━━━━━ Data for this task ━━━━━
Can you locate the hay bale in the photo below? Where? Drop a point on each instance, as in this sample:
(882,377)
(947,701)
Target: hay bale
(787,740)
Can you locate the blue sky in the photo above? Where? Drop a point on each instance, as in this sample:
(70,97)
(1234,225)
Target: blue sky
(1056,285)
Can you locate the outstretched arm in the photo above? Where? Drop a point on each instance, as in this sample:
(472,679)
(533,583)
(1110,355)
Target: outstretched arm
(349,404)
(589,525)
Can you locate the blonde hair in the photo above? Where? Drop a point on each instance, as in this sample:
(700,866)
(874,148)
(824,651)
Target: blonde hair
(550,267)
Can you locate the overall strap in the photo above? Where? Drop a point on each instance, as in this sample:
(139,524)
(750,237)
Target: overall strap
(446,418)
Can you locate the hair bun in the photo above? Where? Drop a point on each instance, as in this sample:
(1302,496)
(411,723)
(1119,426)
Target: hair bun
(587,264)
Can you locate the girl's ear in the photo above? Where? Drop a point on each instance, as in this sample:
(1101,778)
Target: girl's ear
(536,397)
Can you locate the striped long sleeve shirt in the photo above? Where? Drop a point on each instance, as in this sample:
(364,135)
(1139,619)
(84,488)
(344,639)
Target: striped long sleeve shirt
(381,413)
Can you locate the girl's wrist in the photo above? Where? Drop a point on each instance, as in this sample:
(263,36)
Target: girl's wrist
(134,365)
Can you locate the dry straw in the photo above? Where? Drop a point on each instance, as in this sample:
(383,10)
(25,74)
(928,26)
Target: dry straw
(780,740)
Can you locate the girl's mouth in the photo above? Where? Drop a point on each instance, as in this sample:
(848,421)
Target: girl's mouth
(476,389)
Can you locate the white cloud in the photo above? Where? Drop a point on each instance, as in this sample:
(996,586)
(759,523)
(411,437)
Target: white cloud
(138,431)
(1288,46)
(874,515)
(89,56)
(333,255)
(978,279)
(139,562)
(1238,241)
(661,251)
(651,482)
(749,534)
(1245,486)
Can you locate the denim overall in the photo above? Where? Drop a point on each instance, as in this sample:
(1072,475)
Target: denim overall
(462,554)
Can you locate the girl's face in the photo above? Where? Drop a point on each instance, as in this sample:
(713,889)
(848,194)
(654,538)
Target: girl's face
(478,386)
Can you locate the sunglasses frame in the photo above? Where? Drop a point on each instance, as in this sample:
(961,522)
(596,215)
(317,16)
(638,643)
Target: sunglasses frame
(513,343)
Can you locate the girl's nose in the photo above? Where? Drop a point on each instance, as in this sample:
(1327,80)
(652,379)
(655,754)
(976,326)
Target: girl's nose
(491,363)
━━━━━
Present the lines above as a Markdown table with the columns Row and Line, numbering each row and leaving out any blank lines.

▸ **Task output**:
| Row | Line |
|---|---|
| 1 | Can you locate the hay bale in the photo below? Where? Drop a point on each instance, as in this sample: |
| 2 | (882,377) |
| 3 | (947,701) |
| 4 | Target: hay bale |
| 5 | (787,740) |
| 6 | Can you locate the blue sky in the photo above? Where? Drop a point on each instance, as in this sample: |
| 7 | (70,97) |
| 8 | (1234,225) |
| 9 | Target: blue sky |
| 10 | (1056,285) |
| 11 | Can you locate the outstretched arm in the photo above? Where? Drop a point on each instance, as in this sample: |
| 12 | (472,679) |
| 13 | (533,583) |
| 14 | (1110,355) |
| 15 | Target: outstretched arm |
| 16 | (349,404) |
| 17 | (589,525) |
| 18 | Can you locate the blonde hair in the photo above? Where? Drop a point on each instance, as in this sample: |
| 19 | (700,866) |
| 20 | (874,148) |
| 21 | (824,651) |
| 22 | Target: blonde hair |
| 23 | (550,267) |
| 24 | Can you locate the overall strap in the photo above? Where? Drop a point on each instance, as in this sample: |
| 25 | (139,524) |
| 26 | (750,237) |
| 27 | Target: overall strap |
| 28 | (446,418) |
| 29 | Can you locate the hair bun in the photo above? Where? Drop a point on each instance, as in this sample: |
| 30 | (1302,496) |
| 31 | (411,723) |
| 32 | (1119,426) |
| 33 | Target: hair bun |
| 34 | (587,264) |
| 35 | Can you locate the girl's ear in the photo above? Where? Drop a point on each instance, as in this sample: |
| 36 | (1101,778) |
| 37 | Target: girl's ear |
| 38 | (536,397) |
| 39 | Can you locate the striped long sleeve shirt in the photo above? Where? Drop a point on each instance, as in this sample: |
| 40 | (364,135) |
| 41 | (1139,619) |
| 42 | (84,488) |
| 43 | (344,639) |
| 44 | Target: striped long sleeve shirt |
| 45 | (381,413) |
| 46 | Can you locate the girl's wrist in the photo above? Where? Drop a point on each instance, as in this sample: |
| 47 | (263,36) |
| 48 | Target: girl's wrist |
| 49 | (134,365) |
| 50 | Can you locate the dry straw in the photo above? Where? Drop a point on each instance, as in this sample: |
| 51 | (383,10) |
| 52 | (25,74) |
| 53 | (928,26) |
| 54 | Target: dry straw |
| 55 | (780,740) |
| 56 | Can you locate the girl's mouth in the photo above? Where? Drop a point on each instance, as in this sample: |
| 57 | (848,421) |
| 58 | Target: girl's mouth |
| 59 | (476,389) |
| 60 | Can you locate the white cloud in the photo above? Where? Drop a point on each instance, as in this sample: |
| 61 | (996,586) |
| 62 | (759,523) |
| 63 | (411,437) |
| 64 | Target: white cloud |
| 65 | (138,431) |
| 66 | (1288,46) |
| 67 | (874,515) |
| 68 | (89,56) |
| 69 | (333,255) |
| 70 | (978,279) |
| 71 | (139,562) |
| 72 | (1238,241) |
| 73 | (661,251) |
| 74 | (651,482) |
| 75 | (749,534) |
| 76 | (1245,486) |
| 77 | Can you locate the denim overall in the photo above? Where? Drop a point on each instance, as in this sample: |
| 78 | (1072,475) |
| 79 | Target: denim overall |
| 80 | (462,554) |
| 81 | Can you locate the girl's face in the photo above? Where? Drop a point on each instance, as in this sample: |
| 82 | (713,889) |
| 83 | (848,194) |
| 84 | (654,538) |
| 85 | Target: girl's face |
| 86 | (478,386) |
| 87 | Can you locate the sunglasses frame in the photo above? Where? Drop a point on each instance, as in this sample: |
| 88 | (961,522) |
| 89 | (596,215) |
| 90 | (317,16) |
| 91 | (638,643) |
| 92 | Target: sunglasses frame |
| 93 | (513,343) |
| 94 | Can you locate the girl's nose in the photo above? Where? Drop a point on each instance, as in this sample: |
| 95 | (1327,80) |
| 96 | (652,379) |
| 97 | (655,754) |
| 98 | (976,326) |
| 99 | Target: girl's nose |
| 100 | (491,363) |